Source document:
Monday, September 13, 2010

Analysing emotionality

The last time I enriched this blog with my non-sense , it was more than a month back. It seems, that in my melancholy , I've ridiculed this blog, what I've come to call, the chamber of secrets ,completely out of my curriculum. But now, that the emptiness it inflicts on me, proceeds intolerable levels, I'm irked, if not forced, to put in a few strands of my sullen self.

Be it, as it may, I've been offered the position of a business analyst, or in more general terms, an analyst. A part of my job, if at all I join , would be to interpret data, to resurrect trends that were inconceivable to the naked eye, to discover hidden pyscholology that stretches beyond the usual plethora of commom sense.

So, I was thinking, that it's only natural to start off with a self analysis of sorts. As a study, it stands neck to neck with my ostensible clamour in every interview I've faced so far : " I see myself as a self marketing product, which is constantly trying to add value to itself. "  Now for once, I'll get to mind my own business, much more professionally. ( Mind the repition. I've just been too boastful of the Business Analyst title.)

Hemmed with bubbling curiosity, as and when I endeavor to create a mood graph for myself, I'm unable to unearth any conceivable pattern in it. Not that I was entirely unaware of this trend, but , yes I should agree, this as an unusuality in emotion has constantly threatened my composure, which then and eventually worms into an inevitable , and often, worthless self introspection. Such volatility often reminds me of the stock markets, the trends of which I barely manage to skim through every morning. Being emotional , is one thing, and being impassive , is another, but from what it looks, I belong to a rather dynamic variety, the kind that shifts personality , like shifting clouds. It reminds me of that song from Music and Lyrics, a line of it was something like: " I wake up with a cloud above my head.." Yup, a cloud it is. A cloud above my head.

Required task 1: In the records, repeat the stretch from the line containing "For the AR heads-up display, mark where the tree trunk" through the line containing "532,183,545,238", both included, word for word.

[Excerpts from a detection dataset]
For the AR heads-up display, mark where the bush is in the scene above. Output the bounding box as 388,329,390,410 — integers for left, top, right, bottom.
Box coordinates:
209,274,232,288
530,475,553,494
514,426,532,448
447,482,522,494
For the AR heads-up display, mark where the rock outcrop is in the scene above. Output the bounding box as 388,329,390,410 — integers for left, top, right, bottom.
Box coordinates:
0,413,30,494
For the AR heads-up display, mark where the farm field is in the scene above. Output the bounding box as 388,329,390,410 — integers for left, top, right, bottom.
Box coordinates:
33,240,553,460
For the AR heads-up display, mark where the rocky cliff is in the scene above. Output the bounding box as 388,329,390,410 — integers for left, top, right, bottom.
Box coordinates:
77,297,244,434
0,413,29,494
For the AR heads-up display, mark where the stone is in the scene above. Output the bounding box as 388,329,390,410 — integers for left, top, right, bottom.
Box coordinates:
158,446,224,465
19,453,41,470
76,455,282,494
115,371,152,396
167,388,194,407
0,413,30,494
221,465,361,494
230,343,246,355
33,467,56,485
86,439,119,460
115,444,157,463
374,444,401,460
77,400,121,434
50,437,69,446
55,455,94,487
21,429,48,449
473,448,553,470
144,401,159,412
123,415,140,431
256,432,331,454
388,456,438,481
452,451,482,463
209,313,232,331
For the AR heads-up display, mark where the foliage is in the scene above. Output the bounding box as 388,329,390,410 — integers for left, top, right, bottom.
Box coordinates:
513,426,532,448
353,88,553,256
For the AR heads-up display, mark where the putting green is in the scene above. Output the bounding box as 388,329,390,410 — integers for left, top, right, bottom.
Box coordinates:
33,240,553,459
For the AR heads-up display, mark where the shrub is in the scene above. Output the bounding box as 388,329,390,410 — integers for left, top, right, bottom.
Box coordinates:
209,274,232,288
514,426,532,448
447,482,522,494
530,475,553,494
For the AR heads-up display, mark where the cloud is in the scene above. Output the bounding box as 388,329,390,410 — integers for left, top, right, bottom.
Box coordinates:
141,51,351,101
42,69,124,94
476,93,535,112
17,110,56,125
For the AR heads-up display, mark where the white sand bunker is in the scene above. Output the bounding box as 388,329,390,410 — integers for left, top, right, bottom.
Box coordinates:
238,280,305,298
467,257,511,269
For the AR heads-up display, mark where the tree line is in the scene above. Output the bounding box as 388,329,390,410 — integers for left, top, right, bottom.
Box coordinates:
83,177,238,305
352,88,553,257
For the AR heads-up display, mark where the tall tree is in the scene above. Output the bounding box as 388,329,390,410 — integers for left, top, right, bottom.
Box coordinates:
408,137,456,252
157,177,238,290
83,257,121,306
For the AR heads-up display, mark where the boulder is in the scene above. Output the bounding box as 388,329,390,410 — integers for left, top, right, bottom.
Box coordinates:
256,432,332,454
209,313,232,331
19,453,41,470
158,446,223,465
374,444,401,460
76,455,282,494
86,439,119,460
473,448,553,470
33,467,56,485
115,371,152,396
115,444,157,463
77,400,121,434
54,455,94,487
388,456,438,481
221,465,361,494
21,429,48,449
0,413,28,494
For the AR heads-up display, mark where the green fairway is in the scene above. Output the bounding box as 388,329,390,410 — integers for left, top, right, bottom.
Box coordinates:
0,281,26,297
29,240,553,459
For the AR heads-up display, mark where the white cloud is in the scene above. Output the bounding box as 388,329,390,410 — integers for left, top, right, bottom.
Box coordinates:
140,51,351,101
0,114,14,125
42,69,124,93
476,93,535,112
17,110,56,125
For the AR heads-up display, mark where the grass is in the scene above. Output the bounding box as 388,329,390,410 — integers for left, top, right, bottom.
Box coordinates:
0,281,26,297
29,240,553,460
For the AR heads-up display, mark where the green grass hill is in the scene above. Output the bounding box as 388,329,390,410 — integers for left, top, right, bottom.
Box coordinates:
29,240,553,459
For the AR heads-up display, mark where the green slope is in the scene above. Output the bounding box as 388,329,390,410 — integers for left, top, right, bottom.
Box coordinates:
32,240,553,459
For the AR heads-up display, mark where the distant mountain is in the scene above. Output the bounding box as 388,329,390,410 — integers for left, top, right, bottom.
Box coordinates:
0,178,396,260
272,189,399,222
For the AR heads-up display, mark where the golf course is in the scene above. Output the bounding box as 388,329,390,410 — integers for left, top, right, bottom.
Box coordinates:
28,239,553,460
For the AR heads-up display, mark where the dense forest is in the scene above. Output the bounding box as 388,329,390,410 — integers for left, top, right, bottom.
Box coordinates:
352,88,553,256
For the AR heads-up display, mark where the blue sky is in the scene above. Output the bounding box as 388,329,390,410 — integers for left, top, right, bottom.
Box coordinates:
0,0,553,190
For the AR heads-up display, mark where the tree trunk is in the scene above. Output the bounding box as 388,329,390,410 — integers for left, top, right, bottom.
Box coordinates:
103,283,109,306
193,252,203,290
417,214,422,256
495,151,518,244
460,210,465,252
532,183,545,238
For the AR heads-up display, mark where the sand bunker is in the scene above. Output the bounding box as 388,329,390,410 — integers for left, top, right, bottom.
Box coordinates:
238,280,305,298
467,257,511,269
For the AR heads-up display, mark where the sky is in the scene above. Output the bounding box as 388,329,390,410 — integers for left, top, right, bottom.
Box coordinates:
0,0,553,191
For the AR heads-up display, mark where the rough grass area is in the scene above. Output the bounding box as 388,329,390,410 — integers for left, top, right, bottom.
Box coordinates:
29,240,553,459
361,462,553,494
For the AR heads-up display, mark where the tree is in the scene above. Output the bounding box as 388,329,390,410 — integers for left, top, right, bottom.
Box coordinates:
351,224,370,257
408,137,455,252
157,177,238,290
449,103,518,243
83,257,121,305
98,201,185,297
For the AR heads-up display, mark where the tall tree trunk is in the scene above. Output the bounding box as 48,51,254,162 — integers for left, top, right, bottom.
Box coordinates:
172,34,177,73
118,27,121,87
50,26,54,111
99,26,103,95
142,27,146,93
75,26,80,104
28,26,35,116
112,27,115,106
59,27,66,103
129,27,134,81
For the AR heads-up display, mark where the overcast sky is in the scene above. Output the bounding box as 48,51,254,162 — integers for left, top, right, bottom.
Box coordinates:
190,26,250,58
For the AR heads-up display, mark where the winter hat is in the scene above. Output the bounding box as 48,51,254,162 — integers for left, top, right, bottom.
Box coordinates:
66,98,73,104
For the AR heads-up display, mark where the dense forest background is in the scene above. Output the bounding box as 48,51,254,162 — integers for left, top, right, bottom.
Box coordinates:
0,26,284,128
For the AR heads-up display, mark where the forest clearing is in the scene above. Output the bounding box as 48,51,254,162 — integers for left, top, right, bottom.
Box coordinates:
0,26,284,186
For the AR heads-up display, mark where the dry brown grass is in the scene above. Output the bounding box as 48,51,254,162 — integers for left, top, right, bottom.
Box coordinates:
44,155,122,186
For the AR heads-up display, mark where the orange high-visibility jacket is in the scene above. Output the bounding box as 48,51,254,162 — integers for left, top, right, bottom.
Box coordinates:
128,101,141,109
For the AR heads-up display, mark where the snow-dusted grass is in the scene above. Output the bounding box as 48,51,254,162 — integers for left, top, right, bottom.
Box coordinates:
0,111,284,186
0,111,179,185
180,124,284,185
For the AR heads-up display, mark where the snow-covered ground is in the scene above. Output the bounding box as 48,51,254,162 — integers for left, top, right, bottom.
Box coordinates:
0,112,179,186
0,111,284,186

Required task 2:
For each statement, answer yes or no according to the blog post, and quote the exact words from the blog post that decide it.
(a) The writer has been offered a business analyst position.
(b) The writer finds a clear pattern when trying to create a mood graph.
(c) The writer's emotional volatility brings the stock markets to mind.

Final result 1:
For the AR heads-up display, mark where the tree trunk is in the scene above. Output the bounding box as 388,329,390,410 — integers for left, top, right, bottom.
Box coordinates:
103,283,109,306
193,252,203,290
417,214,422,256
495,151,518,244
460,210,465,252
532,183,545,238

Final result 2:
(a) Yes: "I've been offered the position of a business analyst"
(b) No: "I'm unable to unearth any conceivable pattern in it."
(c) Yes: "Such volatility often reminds me of the stock markets"